# Your instructions
Convert every line of the records below into a numbered list, leaving out the blank lines.

_ _ _ _ _

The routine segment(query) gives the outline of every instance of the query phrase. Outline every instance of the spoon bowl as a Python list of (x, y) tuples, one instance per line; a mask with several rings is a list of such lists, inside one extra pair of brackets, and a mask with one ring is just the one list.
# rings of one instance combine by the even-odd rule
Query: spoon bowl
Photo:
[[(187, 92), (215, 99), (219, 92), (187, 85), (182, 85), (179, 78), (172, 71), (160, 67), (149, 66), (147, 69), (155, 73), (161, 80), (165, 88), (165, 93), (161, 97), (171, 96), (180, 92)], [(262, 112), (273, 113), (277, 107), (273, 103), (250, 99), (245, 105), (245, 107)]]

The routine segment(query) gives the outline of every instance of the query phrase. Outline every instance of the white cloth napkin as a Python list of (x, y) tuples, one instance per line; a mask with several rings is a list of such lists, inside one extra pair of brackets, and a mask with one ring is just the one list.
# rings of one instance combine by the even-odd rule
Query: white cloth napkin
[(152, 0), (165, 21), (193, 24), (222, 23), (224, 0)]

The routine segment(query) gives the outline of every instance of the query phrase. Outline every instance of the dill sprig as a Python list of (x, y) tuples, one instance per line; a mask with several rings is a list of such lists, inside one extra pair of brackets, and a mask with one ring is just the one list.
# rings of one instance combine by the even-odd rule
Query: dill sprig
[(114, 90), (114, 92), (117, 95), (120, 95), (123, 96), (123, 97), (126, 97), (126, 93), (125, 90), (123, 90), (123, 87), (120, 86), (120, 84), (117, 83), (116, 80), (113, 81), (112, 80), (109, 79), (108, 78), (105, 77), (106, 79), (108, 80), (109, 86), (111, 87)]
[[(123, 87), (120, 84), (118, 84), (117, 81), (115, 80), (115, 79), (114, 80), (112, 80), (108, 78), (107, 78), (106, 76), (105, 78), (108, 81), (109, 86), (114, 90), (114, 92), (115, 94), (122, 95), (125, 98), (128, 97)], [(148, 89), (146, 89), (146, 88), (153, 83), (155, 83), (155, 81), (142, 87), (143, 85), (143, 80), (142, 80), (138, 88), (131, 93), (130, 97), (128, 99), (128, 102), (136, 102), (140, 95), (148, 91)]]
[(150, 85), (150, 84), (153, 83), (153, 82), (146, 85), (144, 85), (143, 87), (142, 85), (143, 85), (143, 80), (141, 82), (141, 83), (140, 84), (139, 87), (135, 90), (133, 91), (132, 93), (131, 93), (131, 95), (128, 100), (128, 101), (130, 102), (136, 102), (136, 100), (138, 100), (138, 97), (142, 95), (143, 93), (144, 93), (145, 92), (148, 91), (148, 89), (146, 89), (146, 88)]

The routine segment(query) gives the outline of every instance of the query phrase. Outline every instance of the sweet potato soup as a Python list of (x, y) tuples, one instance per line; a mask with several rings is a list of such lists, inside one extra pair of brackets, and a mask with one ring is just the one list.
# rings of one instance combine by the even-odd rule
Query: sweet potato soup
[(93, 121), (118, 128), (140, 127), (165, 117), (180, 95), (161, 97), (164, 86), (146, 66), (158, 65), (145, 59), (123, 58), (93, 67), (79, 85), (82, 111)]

_ _ _ _ _

# Answer to this problem
1. The routine segment(query) gives the outline of every instance of the query phrase. Outline every instance of the spoon bowl as a Python list of (x, y) tuples, one instance per line; a mask with several rings is a list of such lists, inside one extra pair of brackets, and a mask with one ring is just the one list.
2. # rings of one instance combine by the even-odd rule
3. Query: spoon bowl
4. Photo:
5. [[(187, 92), (215, 99), (219, 92), (187, 85), (182, 85), (179, 78), (172, 71), (160, 67), (149, 66), (147, 69), (155, 73), (161, 80), (165, 88), (165, 93), (161, 97), (171, 96), (180, 92)], [(262, 112), (273, 113), (277, 107), (273, 103), (250, 99), (245, 105), (245, 107)]]
6. The routine segment(query) gives the outline of every instance of the query phrase. Outline every instance of the white cloth napkin as a Python list of (x, y) tuples, one instance per line; a mask with several rings is a list of such lists, inside one extra pair of brackets, and a mask with one ring is just the one list.
7. # rings of one instance combine by the even-odd rule
8. Query: white cloth napkin
9. [(152, 0), (165, 21), (193, 24), (222, 23), (224, 0)]
10. The routine segment(query) gives the outline of every instance of the query phrase. Outline every instance of the dill sprig as a Python list of (x, y) tuples, one instance per line; a mask with several rings is a list of such lists, inside one extra pair of brackets, and a mask with one ring is just the one list.
11. # rings of one instance combine by the even-odd rule
12. Query: dill sprig
13. [(114, 90), (114, 92), (117, 95), (120, 95), (123, 96), (123, 97), (126, 97), (126, 93), (125, 90), (123, 90), (123, 87), (120, 86), (120, 84), (117, 83), (116, 80), (113, 81), (112, 80), (109, 79), (108, 78), (105, 77), (106, 79), (108, 80), (109, 86), (111, 87)]
14. [[(123, 87), (120, 84), (118, 84), (117, 81), (115, 80), (115, 79), (114, 80), (112, 80), (108, 78), (107, 78), (106, 76), (105, 78), (108, 81), (109, 86), (114, 90), (114, 92), (115, 94), (122, 95), (125, 98), (128, 97)], [(148, 89), (146, 89), (146, 88), (153, 83), (155, 83), (155, 81), (142, 87), (143, 85), (143, 80), (142, 80), (138, 88), (131, 93), (130, 97), (128, 99), (128, 102), (136, 102), (140, 95), (148, 91)]]
15. [(150, 85), (150, 84), (153, 83), (153, 82), (146, 85), (144, 85), (143, 87), (142, 85), (143, 85), (143, 80), (141, 82), (141, 83), (140, 84), (139, 87), (135, 90), (133, 91), (132, 93), (131, 93), (131, 95), (128, 100), (128, 101), (130, 102), (136, 102), (136, 100), (138, 100), (138, 97), (142, 95), (143, 93), (144, 93), (145, 92), (148, 91), (148, 89), (146, 89), (146, 88)]
16. The routine segment(query) gives the outline of every instance of the query phrase. Outline every instance of the sweet potato soup as a Python list of (x, y) tuples, one instance per line; a mask with several rings is a list of such lists, inside one extra pair of brackets, and a mask with one ring is just the one list.
17. # rings of one instance combine by the even-odd rule
18. Query: sweet potato soup
19. [(93, 121), (118, 128), (140, 127), (165, 117), (180, 95), (161, 97), (164, 86), (146, 66), (158, 65), (145, 59), (123, 58), (93, 67), (79, 85), (82, 111)]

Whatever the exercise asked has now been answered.